SELECTED PASSAGE
What is bossa nova? One of its creators, Joao Gilberto said: "Its style, cadence, everything is samba. At the very start, we didn't call it bossa nova, we sang a little samba made up of a single note - Samba de uma nota so .... The discussion around the origins of bossa nova is therefore useless”. It is nevertheless useful to remember that these magnificent Brazilian songs, which the guitarist describes as samba, were shifted and balanced around improbable chords. "I like things that lean, the in-betweens that limp with grace," said Pierre Barrouh, quoting Jean Cocteau.
With emotion, arrangements for violin and supple guitar licks, bossa nova rapidly changed. A transformation that can be heard in the Tchic, tchic, French Bossa Nova 1963-1974 compilation, the result of a cultural reappropriation, which traveled through the United States and supplemented itself in France.
A musical revolution that has remained significant, bossa nova was born in Rio. From 1956 to 1961, Brazil lived through its golden years. In five years, the country had invented its modernist style. Elected president in 1956, Juscelino Kubitschek de Oliveira, an elegant man with a broad forehead, brandished a promising slogan: "Fifty years of progress in five years". He quickly got to work. Not worried about increasing debt, he launched the project for a new federal capital, Brasilia, designed by the communist architect Oscar Niemeyer. Volkswagen opened state-of-the-art factories and created the “fusquinha”, the Beetle. In Rio, the Vespa made its first appearance. The Arpoador Surf Club crew run into the “girl” from Ipanema, Helô Pinheiro - the tanned garota ("chick"), between a flower and mermaid, who at 17 walked by the Veloso bar, where the fiery author and composer, Tom Jobim and Vinicius de Moraes, were getting drunk on whiskey. From then on, bossa symbolized cool.

SUPPLIED ENTRIES

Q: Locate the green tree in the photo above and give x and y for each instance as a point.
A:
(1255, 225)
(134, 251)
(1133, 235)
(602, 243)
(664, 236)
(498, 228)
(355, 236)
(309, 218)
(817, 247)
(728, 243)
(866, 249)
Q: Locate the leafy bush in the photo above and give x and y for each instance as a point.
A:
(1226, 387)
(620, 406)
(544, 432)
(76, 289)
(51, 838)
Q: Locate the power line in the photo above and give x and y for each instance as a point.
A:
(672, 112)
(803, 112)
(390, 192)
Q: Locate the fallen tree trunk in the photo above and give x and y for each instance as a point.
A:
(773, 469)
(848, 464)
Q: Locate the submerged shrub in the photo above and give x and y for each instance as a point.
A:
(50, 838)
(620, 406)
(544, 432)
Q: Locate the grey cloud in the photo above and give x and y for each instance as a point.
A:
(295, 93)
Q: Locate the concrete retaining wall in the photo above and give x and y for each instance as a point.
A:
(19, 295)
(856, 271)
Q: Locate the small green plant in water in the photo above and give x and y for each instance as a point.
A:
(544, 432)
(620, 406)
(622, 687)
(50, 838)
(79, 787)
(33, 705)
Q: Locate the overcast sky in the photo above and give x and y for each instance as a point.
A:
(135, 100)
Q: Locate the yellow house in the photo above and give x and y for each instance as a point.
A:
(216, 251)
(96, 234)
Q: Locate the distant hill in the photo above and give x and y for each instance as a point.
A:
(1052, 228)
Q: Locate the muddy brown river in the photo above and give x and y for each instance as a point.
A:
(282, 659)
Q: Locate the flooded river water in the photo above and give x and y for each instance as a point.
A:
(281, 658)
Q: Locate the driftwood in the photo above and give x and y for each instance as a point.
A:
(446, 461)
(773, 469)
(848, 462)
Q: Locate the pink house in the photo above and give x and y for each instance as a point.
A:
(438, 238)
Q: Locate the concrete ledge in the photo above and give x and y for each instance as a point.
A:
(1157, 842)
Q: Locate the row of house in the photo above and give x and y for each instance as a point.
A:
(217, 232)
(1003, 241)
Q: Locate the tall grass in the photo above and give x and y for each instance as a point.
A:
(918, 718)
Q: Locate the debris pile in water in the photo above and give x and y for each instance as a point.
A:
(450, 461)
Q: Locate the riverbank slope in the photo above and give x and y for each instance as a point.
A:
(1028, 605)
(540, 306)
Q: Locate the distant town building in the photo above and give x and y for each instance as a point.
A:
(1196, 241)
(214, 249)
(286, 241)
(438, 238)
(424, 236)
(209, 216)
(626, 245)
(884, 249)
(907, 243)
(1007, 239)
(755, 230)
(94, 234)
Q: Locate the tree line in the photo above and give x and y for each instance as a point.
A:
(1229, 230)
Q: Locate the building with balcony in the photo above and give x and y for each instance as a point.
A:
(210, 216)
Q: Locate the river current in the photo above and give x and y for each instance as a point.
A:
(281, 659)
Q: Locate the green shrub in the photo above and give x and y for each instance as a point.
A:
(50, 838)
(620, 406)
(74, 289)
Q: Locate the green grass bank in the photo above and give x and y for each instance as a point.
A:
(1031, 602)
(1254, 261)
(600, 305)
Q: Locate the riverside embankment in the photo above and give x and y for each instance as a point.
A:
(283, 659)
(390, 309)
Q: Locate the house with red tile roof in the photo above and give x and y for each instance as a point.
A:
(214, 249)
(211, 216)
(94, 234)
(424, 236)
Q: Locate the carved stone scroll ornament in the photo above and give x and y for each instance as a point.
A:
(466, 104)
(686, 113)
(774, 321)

LIST OF TASKS
[1] Translate this sentence from the bossa nova passage into Spanish: "In Rio, the Vespa made its first appearance."
[2] According to the bossa nova passage, who designed the new federal capital, Brasilia?

TASK ANSWERS
[1] En Río, la Vespa hizo su primera aparición.

[2] The communist architect Oscar Niemeyer.